Prompt 1:
Summarize the text on Ag–Nb₂O₅ nanobelt arrays in two sentences.
Prompt 2:
According to the text on Ag–Nb₂O₅ nanobelt arrays, why do the heterostructured Ag–Nb₂O₅ nanobelts have enhanced photocatalytic activity? Answer in one or two sentences.

Text section:
Quasi‐Aligned Ag–Nb ₂ O ₅ Nanobelt Arrays with Enhanced Photocatalytic and Antibacterial Activities

Quasi‐aligned Nb 2 O 5 nanobelt arrays 300–500 nm wide, 20–40 nm thick, and 5–10 μm long are fabricated directly on a Nb foil using a hydrothermal reaction in a KOH solution followed by protonation and calcination treatment. The morphology of the quasi‐aligned nanobelts established during the hydrothermal growth of the KNb 3 O 8 nanobelts is preserved after the ion exchange process which converts the products to H 3 ONb 3 O 8 , and Nb 2 O 5 is produced eventually by calcination. The photocatalytic activity of the synthesized Nb 2 O 5 nanobelts is evaluated for the first time. The Nb 2 O 5 nanobelts are further functionalized using Ag nanoparticles to form heterostructured Ag–Nb 2 O 5 nanobelts by immersion in a AgNO 3 solution followed by UV (ultra‐violet) light illumination. The heterostructured Ag–Nb 2 O 5 nanobelts consisting of Nb 2 O 5 nanobelts and Ag nanoparticles exhibit enhanced photocatalytic activity and can decompose dye pollutants more rapidly and efficiently because Ag nanoparticles on the Nb 2 O 5 surface can serve as electron sinks which promote charge separation between the photogenerated electrons ( e − ) and holes ( h + ). In addition, the composite photocatalyst exhibits excellent antibacterial activities against both Escherichia coli (gram‐negative) and Staphylococcus aureus (gram‐positive) and is potentially useful in photodegradation of organic dye pollutants and antibacterial applications.

Records from a collection

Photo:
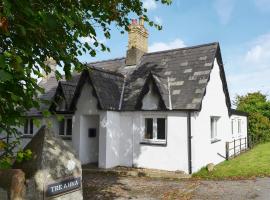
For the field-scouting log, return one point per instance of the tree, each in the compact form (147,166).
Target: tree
(33,30)
(258,107)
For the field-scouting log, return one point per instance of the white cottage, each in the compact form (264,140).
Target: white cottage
(166,110)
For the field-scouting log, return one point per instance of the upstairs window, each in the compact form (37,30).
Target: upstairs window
(28,127)
(65,127)
(214,128)
(239,126)
(155,130)
(233,126)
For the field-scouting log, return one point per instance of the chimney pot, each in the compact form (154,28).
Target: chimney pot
(141,21)
(137,42)
(134,21)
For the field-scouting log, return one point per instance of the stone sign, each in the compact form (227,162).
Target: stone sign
(55,171)
(64,186)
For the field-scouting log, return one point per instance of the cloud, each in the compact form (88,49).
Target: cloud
(158,20)
(263,5)
(150,4)
(251,70)
(224,9)
(258,54)
(160,46)
(244,82)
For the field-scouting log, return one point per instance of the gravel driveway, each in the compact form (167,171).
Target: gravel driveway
(108,186)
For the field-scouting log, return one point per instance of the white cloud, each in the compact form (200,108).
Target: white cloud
(158,20)
(224,9)
(258,54)
(251,70)
(150,4)
(244,82)
(263,5)
(160,46)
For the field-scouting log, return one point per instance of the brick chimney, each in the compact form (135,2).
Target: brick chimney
(50,62)
(137,42)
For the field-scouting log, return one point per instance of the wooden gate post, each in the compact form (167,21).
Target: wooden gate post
(234,148)
(227,150)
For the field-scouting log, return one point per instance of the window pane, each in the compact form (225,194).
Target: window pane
(62,127)
(161,128)
(148,128)
(31,126)
(232,126)
(212,128)
(239,126)
(69,127)
(26,126)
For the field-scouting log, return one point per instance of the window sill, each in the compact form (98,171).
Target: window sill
(154,143)
(215,141)
(66,137)
(27,136)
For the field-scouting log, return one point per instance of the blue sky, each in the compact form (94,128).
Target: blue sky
(242,27)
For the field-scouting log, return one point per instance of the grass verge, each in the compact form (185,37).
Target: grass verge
(253,163)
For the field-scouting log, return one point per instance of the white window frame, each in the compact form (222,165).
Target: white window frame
(233,123)
(214,130)
(239,128)
(155,140)
(29,126)
(65,127)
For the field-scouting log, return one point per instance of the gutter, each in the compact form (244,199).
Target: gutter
(189,137)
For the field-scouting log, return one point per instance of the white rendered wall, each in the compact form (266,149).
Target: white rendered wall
(49,122)
(171,157)
(125,134)
(214,104)
(89,152)
(150,100)
(87,107)
(243,133)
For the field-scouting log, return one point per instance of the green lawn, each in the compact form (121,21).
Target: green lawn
(253,163)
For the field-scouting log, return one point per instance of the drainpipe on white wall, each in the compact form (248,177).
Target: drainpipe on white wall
(169,90)
(189,137)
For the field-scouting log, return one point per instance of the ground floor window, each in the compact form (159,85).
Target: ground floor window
(65,127)
(155,130)
(28,126)
(236,127)
(214,128)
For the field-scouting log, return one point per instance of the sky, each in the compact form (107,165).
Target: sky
(242,27)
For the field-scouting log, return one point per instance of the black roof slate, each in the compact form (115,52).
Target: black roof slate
(181,76)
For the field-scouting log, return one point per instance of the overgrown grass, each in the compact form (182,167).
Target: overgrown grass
(254,163)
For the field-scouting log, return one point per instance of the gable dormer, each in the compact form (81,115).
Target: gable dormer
(150,96)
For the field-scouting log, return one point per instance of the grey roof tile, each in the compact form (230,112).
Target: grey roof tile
(187,90)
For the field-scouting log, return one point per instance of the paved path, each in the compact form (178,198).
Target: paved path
(108,186)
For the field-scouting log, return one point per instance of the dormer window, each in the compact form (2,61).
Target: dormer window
(28,127)
(155,131)
(65,127)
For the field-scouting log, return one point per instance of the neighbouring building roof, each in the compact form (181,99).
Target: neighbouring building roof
(179,75)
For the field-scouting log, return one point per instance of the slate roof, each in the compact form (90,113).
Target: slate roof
(179,75)
(107,87)
(185,72)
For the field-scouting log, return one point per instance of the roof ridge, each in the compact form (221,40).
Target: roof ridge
(108,60)
(106,71)
(183,48)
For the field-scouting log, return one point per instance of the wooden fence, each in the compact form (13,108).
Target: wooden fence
(236,147)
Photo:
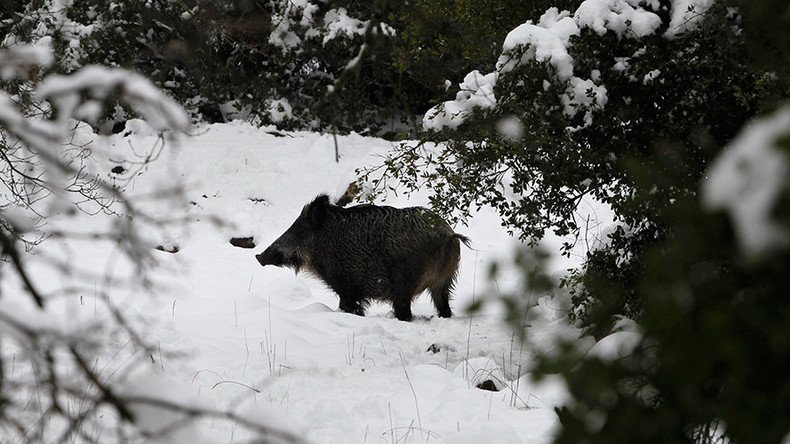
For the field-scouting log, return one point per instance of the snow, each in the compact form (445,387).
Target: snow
(17,60)
(271,346)
(159,110)
(624,17)
(686,16)
(337,22)
(280,110)
(549,42)
(747,181)
(477,91)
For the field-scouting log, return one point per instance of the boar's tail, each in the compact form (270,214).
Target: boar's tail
(464,239)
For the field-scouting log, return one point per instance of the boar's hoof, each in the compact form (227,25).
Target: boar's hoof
(171,249)
(242,242)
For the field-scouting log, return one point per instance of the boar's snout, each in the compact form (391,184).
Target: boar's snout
(270,256)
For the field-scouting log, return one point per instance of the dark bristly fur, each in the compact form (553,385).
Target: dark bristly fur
(369,252)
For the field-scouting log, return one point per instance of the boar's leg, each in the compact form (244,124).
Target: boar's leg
(351,300)
(441,298)
(351,305)
(402,309)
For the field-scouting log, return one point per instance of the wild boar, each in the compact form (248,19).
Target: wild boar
(369,252)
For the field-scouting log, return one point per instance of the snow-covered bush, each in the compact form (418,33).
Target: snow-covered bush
(708,363)
(624,101)
(206,54)
(55,384)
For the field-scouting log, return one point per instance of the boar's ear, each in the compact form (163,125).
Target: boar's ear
(317,209)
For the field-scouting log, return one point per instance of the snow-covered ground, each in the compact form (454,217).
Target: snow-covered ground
(272,344)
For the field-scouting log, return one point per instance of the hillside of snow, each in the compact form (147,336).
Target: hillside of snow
(273,345)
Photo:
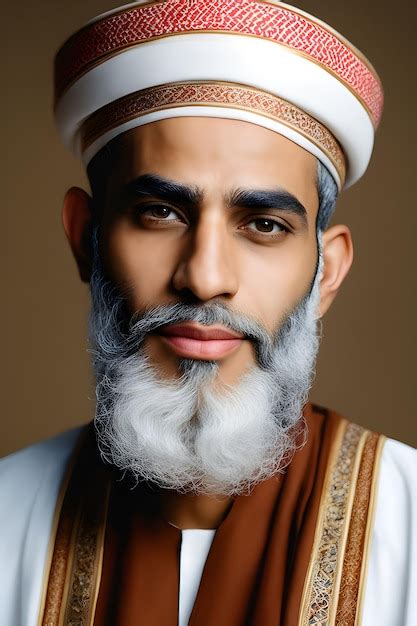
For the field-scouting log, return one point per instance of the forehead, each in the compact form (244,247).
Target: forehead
(216,155)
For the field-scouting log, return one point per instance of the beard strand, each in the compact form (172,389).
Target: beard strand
(196,434)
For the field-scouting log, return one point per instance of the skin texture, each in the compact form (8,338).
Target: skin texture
(210,250)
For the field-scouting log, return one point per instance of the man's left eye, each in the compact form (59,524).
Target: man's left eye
(267,226)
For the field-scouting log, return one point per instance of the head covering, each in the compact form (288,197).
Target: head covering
(260,61)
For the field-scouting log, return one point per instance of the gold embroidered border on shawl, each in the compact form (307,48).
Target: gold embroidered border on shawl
(75,570)
(332,586)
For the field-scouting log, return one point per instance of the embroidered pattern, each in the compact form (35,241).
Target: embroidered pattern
(76,563)
(352,565)
(213,94)
(257,18)
(319,594)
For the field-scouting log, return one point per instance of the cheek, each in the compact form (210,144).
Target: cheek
(140,264)
(272,285)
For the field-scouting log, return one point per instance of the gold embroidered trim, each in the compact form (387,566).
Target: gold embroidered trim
(323,579)
(349,588)
(77,558)
(55,564)
(217,94)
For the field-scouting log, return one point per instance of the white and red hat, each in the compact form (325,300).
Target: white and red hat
(260,61)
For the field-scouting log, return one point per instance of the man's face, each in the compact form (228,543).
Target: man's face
(254,252)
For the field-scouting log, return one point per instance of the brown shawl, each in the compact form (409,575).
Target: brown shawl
(290,553)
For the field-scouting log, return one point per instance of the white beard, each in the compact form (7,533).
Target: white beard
(189,434)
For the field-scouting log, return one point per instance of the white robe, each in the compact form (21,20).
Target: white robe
(29,486)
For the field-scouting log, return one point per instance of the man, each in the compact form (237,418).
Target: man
(216,136)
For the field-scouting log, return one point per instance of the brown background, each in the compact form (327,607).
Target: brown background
(366,368)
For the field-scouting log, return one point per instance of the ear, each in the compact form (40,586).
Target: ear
(77,219)
(337,257)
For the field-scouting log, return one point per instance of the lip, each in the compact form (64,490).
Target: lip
(199,342)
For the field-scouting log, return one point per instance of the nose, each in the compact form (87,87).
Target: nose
(207,267)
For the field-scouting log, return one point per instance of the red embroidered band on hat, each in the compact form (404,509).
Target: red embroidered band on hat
(272,21)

Exercise output 1:
Quasi-aligned Nb₂O₅ nanobelt arrays are grown directly on Nb foil by a hydrothermal reaction in KOH solution, followed by protonation and calcination, and are then decorated with Ag nanoparticles by immersion in AgNO₃ solution and UV light illumination. The resulting heterostructured Ag–Nb₂O₅ nanobelts show enhanced photocatalytic activity, decomposing dye pollutants more rapidly and efficiently, and excellent antibacterial activity against both Escherichia coli and Staphylococcus aureus.

Exercise output 2:
The Ag nanoparticles on the Nb₂O₅ surface act as electron sinks that promote charge separation between the photogenerated electrons and holes. As a result, the nanobelts decompose dye pollutants more rapidly and efficiently.